Pull out every line in the records below that contains the word "wearing", and copy each one unchanged.

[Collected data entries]

%%

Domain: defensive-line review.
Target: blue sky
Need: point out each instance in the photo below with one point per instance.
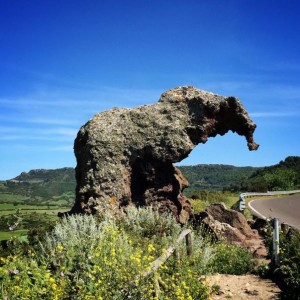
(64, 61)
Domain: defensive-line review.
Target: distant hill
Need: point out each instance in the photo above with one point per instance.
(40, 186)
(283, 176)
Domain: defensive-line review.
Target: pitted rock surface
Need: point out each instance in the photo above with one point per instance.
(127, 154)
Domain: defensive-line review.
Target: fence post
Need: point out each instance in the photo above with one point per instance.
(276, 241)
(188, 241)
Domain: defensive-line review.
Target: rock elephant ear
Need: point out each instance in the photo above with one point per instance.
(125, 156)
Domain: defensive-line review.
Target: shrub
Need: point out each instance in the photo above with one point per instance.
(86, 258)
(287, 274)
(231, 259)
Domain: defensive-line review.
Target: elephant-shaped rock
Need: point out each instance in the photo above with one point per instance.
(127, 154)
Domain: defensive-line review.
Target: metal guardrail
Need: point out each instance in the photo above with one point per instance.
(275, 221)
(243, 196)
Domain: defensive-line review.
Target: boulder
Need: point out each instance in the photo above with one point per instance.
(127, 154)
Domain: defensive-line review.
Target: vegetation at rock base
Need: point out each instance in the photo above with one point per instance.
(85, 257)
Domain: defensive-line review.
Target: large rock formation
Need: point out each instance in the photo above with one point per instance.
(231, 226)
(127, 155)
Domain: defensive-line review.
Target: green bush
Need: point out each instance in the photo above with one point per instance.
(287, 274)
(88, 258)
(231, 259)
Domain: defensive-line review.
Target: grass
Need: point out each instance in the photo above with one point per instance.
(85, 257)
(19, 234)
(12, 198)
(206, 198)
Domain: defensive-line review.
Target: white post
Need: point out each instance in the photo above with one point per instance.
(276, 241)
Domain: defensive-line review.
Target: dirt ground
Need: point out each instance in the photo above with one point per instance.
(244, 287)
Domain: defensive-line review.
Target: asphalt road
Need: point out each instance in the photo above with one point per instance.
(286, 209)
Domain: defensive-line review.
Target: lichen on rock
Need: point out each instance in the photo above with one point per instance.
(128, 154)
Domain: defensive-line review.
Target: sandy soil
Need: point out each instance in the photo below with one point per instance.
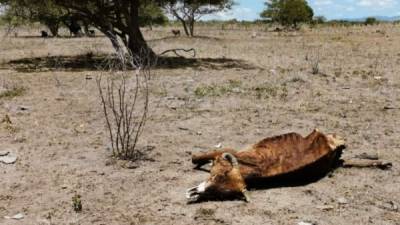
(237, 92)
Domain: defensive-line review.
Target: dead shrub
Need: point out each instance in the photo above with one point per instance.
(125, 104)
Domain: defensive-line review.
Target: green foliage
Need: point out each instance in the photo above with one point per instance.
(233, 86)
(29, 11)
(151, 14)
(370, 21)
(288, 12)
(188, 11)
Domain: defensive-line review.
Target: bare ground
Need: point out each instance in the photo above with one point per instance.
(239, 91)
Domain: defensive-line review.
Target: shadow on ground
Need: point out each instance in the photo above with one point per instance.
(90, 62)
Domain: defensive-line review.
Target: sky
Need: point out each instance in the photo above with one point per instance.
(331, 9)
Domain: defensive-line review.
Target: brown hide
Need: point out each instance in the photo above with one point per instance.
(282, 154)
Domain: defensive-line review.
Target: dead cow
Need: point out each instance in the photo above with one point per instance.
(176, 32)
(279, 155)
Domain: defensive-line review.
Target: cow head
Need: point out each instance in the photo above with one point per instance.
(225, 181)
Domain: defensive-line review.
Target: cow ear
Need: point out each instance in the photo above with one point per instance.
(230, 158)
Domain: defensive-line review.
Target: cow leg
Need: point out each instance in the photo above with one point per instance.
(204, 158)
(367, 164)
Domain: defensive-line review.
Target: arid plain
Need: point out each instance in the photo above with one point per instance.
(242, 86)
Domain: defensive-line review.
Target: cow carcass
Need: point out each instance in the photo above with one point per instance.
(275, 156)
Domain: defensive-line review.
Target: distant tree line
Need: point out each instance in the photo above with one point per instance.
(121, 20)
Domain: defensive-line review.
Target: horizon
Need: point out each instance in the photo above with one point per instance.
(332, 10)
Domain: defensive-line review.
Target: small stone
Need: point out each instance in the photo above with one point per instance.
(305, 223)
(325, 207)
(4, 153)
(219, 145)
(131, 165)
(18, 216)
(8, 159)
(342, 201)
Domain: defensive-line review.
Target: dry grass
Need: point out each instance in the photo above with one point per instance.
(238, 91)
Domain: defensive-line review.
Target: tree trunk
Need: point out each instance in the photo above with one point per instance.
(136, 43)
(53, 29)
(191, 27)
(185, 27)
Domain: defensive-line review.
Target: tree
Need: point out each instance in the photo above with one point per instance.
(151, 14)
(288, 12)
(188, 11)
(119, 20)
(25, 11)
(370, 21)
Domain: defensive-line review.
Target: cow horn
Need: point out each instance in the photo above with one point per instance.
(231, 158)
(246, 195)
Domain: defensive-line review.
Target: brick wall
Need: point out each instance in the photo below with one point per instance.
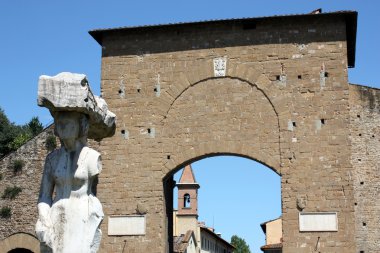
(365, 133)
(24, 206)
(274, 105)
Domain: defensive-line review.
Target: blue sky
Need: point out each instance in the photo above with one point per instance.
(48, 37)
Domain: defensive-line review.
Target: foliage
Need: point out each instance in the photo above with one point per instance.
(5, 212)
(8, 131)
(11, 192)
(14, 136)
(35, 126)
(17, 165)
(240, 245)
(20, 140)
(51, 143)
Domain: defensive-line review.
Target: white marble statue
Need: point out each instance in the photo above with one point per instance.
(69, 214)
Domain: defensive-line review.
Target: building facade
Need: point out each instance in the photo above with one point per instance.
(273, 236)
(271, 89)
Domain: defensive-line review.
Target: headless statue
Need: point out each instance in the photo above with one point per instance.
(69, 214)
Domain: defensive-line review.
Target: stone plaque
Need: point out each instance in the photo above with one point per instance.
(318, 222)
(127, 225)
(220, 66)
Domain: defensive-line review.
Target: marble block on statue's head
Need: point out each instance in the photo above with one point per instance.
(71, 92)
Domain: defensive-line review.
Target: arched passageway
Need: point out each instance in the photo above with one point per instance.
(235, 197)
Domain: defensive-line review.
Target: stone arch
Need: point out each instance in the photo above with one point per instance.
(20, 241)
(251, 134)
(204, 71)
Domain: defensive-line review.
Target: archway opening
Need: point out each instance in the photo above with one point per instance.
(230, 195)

%%
%%

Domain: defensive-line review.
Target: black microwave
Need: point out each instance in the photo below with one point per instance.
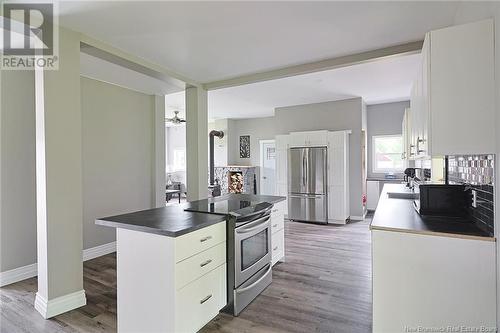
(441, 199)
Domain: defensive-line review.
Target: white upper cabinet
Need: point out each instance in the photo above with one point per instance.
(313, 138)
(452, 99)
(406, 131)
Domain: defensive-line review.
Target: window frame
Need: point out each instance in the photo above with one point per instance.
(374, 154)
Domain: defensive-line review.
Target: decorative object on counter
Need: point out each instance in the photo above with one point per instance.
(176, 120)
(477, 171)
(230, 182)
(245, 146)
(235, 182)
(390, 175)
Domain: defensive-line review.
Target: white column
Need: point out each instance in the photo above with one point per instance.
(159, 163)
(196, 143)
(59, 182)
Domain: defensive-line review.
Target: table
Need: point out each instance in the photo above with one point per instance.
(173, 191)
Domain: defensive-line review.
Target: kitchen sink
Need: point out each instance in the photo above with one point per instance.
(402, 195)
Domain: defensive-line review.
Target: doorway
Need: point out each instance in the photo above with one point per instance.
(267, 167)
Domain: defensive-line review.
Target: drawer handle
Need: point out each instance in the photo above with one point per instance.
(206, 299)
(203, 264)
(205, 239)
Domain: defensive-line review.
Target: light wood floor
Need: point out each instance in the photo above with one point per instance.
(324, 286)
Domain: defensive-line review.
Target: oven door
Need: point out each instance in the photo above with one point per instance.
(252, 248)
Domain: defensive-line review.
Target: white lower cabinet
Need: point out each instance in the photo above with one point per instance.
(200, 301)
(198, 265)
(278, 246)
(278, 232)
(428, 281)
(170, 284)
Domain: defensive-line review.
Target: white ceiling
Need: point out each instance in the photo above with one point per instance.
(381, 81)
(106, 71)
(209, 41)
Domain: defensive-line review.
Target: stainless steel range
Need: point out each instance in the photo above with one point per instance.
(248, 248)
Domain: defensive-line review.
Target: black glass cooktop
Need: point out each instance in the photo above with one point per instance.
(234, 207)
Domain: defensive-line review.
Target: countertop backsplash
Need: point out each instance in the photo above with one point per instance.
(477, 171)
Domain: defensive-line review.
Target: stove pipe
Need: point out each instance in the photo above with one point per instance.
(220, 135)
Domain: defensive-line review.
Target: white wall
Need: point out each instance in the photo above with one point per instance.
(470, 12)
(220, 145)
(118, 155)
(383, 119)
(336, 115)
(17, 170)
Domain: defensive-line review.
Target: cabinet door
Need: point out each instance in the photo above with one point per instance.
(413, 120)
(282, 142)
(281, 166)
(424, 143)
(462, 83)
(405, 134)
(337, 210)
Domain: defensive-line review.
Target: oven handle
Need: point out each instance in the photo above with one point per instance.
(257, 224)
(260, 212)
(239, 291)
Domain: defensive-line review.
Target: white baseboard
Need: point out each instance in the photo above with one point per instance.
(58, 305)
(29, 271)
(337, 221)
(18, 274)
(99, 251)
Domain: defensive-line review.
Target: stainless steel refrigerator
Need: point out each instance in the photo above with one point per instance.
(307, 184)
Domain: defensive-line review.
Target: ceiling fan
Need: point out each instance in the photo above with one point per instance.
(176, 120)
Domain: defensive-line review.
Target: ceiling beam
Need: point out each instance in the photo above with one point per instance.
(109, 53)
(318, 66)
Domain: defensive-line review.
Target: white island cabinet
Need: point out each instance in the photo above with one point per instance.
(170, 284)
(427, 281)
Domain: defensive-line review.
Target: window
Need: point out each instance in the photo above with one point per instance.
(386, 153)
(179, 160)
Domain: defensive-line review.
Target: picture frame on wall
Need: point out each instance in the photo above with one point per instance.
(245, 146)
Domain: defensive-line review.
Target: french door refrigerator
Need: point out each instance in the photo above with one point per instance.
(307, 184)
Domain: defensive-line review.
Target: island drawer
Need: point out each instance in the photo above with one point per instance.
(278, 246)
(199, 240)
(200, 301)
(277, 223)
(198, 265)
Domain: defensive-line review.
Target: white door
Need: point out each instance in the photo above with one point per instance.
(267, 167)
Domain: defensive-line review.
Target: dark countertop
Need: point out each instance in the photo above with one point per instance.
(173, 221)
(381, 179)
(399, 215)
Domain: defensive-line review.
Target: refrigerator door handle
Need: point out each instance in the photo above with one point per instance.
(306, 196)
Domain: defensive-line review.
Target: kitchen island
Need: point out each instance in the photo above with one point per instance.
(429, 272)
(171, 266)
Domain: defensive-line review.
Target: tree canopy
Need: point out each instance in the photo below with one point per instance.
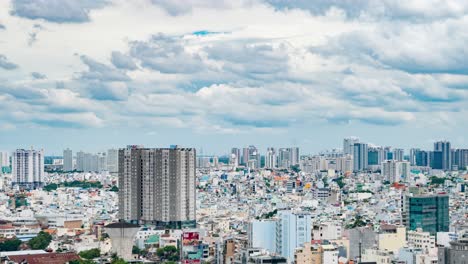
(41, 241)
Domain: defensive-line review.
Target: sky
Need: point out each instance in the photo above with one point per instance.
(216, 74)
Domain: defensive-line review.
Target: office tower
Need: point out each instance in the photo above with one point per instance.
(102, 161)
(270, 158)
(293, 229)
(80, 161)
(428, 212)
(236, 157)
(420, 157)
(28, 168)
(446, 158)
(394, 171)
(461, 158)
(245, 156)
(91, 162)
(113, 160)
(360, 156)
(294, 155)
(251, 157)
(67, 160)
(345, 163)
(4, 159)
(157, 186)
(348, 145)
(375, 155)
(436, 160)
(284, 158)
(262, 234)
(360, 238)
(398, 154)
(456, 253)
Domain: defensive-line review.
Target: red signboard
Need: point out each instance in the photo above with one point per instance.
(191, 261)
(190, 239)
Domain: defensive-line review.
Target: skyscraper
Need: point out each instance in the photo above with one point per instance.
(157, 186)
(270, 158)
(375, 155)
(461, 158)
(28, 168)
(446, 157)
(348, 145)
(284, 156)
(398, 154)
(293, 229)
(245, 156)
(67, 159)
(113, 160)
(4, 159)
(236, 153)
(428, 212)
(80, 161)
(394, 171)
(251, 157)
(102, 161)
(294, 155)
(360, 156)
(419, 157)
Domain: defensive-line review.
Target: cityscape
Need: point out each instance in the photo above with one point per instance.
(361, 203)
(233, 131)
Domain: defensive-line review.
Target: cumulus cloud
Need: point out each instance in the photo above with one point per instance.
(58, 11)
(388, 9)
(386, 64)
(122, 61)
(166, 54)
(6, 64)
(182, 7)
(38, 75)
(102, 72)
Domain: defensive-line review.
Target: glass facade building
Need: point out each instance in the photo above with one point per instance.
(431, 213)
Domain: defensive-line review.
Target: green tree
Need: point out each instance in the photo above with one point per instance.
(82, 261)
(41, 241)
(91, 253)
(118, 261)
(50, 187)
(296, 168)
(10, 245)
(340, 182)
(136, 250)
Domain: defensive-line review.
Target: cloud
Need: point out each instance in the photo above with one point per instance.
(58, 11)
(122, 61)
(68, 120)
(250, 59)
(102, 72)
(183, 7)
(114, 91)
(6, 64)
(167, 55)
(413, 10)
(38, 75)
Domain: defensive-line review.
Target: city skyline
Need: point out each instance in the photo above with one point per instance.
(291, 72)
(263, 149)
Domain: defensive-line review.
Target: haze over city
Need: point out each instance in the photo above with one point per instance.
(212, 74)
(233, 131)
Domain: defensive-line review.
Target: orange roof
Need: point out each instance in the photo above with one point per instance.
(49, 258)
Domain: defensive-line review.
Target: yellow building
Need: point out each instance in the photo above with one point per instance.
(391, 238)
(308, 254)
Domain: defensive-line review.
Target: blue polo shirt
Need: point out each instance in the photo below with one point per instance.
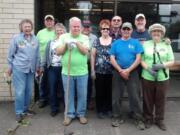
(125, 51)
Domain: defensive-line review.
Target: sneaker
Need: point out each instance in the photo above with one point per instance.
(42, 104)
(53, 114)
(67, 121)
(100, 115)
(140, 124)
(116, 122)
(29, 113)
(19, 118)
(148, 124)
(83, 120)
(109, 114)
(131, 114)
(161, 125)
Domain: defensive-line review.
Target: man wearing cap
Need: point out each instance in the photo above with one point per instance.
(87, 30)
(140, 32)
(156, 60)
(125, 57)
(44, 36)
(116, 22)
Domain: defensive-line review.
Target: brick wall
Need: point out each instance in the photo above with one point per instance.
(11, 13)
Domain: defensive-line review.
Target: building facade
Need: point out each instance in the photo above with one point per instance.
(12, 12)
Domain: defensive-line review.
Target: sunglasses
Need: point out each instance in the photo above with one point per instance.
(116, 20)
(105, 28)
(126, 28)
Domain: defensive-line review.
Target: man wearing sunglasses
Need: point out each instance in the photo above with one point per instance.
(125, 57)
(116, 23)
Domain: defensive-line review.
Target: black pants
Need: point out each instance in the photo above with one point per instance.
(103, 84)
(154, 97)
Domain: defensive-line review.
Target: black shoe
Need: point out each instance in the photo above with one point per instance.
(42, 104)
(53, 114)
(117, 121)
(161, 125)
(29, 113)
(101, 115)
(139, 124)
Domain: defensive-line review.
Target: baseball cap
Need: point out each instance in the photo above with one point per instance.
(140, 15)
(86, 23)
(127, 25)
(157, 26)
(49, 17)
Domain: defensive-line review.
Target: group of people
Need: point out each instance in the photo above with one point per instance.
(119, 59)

%%

Task result:
Target: man wearing cap
Target: man wearing sunglasses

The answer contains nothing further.